> Records to use:
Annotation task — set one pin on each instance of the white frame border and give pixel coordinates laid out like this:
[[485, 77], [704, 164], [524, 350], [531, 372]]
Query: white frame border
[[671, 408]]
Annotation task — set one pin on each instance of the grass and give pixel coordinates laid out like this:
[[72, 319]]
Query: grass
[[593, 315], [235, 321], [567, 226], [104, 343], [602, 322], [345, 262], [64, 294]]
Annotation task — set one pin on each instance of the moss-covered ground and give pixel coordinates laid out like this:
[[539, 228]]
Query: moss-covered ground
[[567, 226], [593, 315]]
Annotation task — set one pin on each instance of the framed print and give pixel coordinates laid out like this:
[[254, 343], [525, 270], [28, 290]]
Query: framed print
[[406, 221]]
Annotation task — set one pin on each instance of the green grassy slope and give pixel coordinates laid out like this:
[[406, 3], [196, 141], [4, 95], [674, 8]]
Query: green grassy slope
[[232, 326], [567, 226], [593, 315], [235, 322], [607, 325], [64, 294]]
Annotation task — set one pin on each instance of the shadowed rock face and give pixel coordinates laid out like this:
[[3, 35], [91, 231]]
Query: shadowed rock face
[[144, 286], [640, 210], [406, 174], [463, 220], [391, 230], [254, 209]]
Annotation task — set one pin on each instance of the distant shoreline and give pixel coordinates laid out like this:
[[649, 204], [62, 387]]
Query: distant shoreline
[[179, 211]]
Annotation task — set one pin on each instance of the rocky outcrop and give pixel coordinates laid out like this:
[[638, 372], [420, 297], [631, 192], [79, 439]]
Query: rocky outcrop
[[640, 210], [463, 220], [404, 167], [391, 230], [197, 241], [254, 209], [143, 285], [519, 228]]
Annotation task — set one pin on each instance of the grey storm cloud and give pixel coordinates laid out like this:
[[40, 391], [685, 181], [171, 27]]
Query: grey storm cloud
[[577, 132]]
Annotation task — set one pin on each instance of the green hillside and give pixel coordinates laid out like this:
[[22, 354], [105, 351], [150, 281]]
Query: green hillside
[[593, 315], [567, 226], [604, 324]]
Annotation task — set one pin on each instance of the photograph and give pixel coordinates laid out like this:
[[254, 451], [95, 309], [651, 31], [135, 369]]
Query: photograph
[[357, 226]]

---

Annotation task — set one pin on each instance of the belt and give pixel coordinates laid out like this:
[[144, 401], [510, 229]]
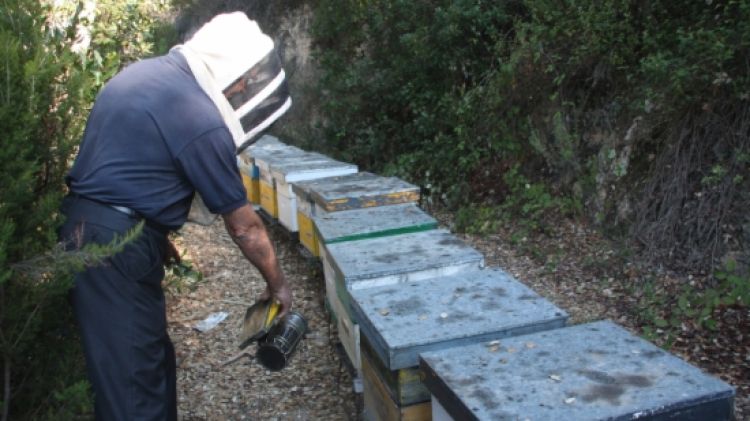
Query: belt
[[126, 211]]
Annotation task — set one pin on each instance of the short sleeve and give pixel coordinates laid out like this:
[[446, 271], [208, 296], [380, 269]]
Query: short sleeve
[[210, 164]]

> Task instructions: Could you reproduce exactly the lines of the entries above, from the one with "of the white" through the one with "[[22, 354], [105, 351], [150, 281]]", and nothing else?

> Answer space:
Annotation task — set one pin on each instance of the white frame border and give pixel coordinates laid out like this:
[[485, 77], [704, 164], [524, 350], [531, 372]]
Query: white frame border
[[671, 408]]
Annotation task — set one pin on each instance of the grass and give pixel coordinates laid out like this:
[[72, 319]]
Query: grass
[[593, 315], [235, 321], [567, 226], [104, 343], [602, 322], [345, 262], [64, 294]]
Annotation task — set one pin on each instance of the moss-covered ground and give pixel coordinates laid out like this:
[[539, 228]]
Query: moss-covered ground
[[567, 226], [593, 315]]
Annotation task — set one pin on each instance of the framed print and give pixel coordinates laid out like this:
[[254, 343], [525, 270], [28, 290]]
Query: framed print
[[406, 221]]
Annotation task — set one pin on each instance of the green grassy slope and give pixel coordinates laid out like this:
[[406, 3], [196, 141], [4, 95], [674, 8]]
Query: green grassy slope
[[232, 326], [567, 226], [593, 315], [235, 322], [607, 325], [64, 294]]
Annotation task — set one pin on each instance of the shadowed rock face and give pixel coordinates laid out like this:
[[3, 35], [91, 231]]
Query: shadowed rock face
[[144, 286], [640, 210], [406, 174], [463, 220], [391, 230], [254, 209]]
Annotation task — set one pin on each instance of the distant shoreline and give pixel coordinates laid out like this:
[[649, 204], [62, 387]]
Query: distant shoreline
[[179, 211]]
Annotation task — set one pin on each instance of the rocky outcrop and give pixel coordinates laid out like this:
[[638, 372], [420, 297], [631, 192], [79, 439]]
Query: rocky outcrop
[[640, 210], [463, 220], [404, 167], [391, 230], [197, 241], [254, 209], [143, 285], [519, 228]]
Annotation task — set one pin on each instance of the grey storm cloud and give pixel coordinates laid out like this:
[[40, 391], [685, 181], [171, 27]]
Query: grey storm cloud
[[577, 132]]
Annotation task — set one pin on each instance of the green hillside and give pixel coordinates laid out like this:
[[22, 354], [105, 351], [150, 281]]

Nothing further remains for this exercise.